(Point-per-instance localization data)
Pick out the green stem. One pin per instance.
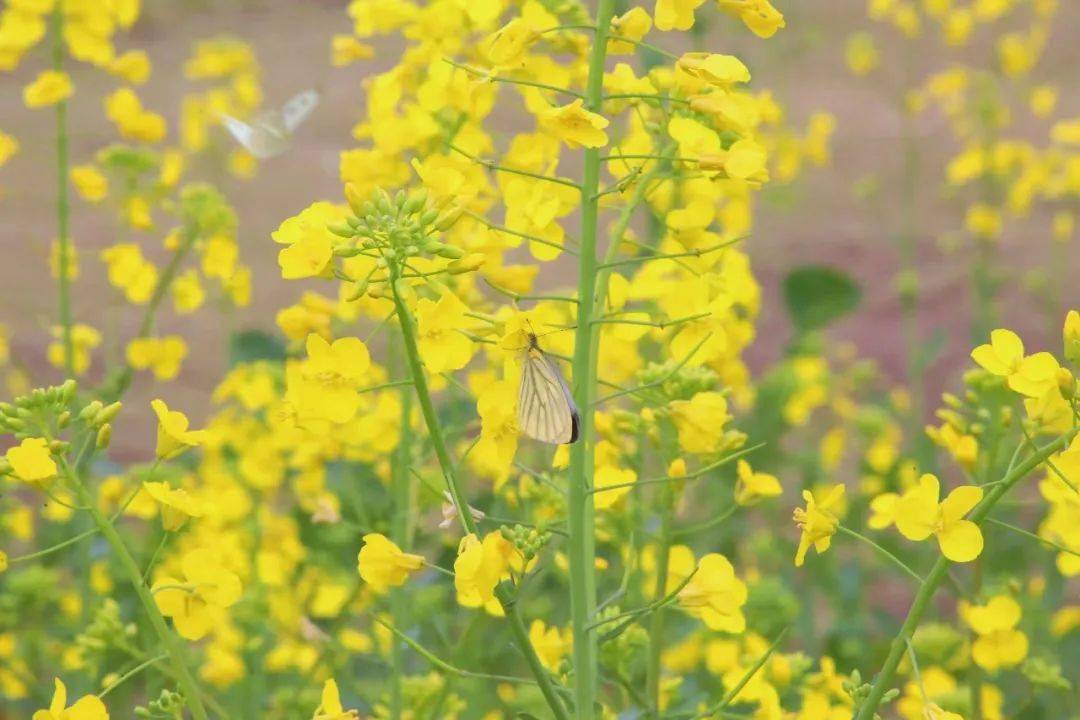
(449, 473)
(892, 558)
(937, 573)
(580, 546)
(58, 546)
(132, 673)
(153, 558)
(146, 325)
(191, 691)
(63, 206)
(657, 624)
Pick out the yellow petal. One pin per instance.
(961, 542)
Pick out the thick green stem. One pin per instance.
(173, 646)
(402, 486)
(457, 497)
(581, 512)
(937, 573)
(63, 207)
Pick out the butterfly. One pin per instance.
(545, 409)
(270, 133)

==

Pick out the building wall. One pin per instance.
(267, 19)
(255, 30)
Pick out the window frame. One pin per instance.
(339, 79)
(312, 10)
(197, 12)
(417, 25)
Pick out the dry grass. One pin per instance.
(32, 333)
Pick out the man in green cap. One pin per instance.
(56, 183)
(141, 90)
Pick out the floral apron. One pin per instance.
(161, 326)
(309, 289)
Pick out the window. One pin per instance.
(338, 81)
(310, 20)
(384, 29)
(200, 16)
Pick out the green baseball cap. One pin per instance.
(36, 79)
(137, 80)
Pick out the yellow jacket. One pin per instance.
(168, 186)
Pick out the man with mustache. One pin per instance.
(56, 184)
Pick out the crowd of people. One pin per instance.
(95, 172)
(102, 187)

* * *

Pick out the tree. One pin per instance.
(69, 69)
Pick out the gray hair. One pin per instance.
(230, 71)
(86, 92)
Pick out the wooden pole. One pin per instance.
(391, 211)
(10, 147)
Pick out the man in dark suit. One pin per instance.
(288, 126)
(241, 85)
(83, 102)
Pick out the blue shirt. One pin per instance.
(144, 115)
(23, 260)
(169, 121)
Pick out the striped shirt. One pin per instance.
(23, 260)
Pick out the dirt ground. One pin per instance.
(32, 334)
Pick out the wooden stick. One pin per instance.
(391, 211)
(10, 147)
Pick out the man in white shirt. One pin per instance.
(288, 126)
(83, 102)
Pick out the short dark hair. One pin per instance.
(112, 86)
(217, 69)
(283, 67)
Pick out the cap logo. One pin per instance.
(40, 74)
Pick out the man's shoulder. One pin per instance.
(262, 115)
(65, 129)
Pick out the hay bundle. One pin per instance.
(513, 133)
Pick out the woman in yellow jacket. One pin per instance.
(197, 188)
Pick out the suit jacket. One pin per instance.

■ Goal of the exercise: Transcribe the lines above between the line holding "Pick out the hay" and the line holding "Pick out the suit", inclusive, exactly as they stand and with nothing added.

■ Expected answer:
Pick out the hay bundle. One pin per instance.
(513, 133)
Pick out the woman in yellow jacket. One pin per instance.
(197, 188)
Pick out the suit jacket. One pin per instance.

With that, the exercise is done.